* Task statement *
Begin at the line of the data that has "In this picture, where can the player's thigh" and stop after the line that has "point(285, 261)". Write out every line in that span again, offsetting each coordinate in the answers by -121 and keeping all other text unchanged.

* Given data *
begin

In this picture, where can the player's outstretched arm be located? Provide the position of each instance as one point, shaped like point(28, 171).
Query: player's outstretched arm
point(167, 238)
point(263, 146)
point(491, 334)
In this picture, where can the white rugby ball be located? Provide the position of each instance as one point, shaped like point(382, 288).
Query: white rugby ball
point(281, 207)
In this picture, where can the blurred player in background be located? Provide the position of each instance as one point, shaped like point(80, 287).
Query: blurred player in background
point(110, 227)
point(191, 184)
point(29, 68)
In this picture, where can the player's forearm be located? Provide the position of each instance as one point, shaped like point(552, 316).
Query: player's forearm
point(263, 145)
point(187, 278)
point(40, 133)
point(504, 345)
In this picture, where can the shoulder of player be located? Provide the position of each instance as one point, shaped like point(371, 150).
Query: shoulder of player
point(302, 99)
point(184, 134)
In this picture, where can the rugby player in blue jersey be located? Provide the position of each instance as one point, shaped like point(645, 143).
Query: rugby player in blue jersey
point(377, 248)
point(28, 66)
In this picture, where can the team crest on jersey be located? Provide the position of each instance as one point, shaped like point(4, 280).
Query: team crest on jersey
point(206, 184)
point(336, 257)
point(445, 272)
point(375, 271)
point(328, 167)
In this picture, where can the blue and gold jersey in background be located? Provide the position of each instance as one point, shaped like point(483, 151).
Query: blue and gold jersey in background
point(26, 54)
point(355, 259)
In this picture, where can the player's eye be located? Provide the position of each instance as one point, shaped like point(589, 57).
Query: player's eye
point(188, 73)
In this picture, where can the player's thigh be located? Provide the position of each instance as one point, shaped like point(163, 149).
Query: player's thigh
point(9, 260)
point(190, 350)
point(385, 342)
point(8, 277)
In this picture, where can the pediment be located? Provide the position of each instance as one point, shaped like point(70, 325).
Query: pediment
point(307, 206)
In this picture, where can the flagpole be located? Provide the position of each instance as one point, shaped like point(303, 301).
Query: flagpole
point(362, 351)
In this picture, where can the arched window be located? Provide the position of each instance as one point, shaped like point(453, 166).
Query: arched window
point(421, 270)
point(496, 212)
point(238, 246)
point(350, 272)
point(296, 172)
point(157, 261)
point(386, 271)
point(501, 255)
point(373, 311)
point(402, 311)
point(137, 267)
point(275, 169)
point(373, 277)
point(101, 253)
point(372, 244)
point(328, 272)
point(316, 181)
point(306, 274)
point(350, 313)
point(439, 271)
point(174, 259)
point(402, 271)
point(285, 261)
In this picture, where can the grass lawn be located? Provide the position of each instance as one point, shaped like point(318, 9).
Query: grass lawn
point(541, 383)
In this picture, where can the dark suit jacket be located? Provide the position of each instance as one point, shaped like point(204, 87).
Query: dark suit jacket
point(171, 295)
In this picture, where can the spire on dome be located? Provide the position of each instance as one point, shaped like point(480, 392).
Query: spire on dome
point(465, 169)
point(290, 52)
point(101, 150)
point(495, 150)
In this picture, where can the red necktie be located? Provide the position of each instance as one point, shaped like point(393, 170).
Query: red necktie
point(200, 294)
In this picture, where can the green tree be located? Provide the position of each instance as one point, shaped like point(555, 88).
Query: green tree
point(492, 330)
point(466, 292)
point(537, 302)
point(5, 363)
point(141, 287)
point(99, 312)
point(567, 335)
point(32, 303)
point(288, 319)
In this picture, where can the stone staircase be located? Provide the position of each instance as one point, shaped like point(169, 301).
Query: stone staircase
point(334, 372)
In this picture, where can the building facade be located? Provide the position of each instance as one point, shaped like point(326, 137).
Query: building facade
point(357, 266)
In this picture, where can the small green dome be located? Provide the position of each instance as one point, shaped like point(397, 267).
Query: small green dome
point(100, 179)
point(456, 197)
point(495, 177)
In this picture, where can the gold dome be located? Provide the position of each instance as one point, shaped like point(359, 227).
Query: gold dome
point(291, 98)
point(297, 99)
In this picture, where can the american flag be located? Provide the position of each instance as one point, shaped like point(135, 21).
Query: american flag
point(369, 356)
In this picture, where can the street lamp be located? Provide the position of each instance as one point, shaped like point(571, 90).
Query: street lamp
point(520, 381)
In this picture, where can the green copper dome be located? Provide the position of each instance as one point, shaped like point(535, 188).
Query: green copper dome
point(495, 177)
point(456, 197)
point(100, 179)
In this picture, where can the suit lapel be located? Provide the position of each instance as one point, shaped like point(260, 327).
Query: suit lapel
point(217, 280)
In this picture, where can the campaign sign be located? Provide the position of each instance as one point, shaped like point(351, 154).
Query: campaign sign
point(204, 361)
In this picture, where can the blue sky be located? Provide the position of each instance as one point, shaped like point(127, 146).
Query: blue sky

end

* Expected output *
In this picture, where can the player's thigh be located? Provide the position of each instance as one point, shaped like point(163, 149).
Query: player's thigh
point(-112, 139)
point(69, 229)
point(264, 221)
point(-113, 156)
In this picture, where can the pediment be located? Provide the position of each instance as one point, shaped like point(70, 325).
Query: pediment
point(186, 85)
In this picture, where can the flagpole be located? Provide the position of each instance as one point, shaped like point(303, 301).
Query: flagpole
point(241, 230)
In this picture, where can the arched window be located? Provide the position of each instance as one point, shaped like point(453, 166).
Query: arched window
point(300, 149)
point(375, 91)
point(117, 125)
point(229, 151)
point(175, 51)
point(36, 140)
point(265, 150)
point(380, 134)
point(252, 190)
point(281, 190)
point(16, 146)
point(154, 48)
point(252, 156)
point(-20, 132)
point(251, 123)
point(207, 151)
point(195, 60)
point(185, 153)
point(229, 192)
point(318, 150)
point(53, 138)
point(281, 150)
point(164, 140)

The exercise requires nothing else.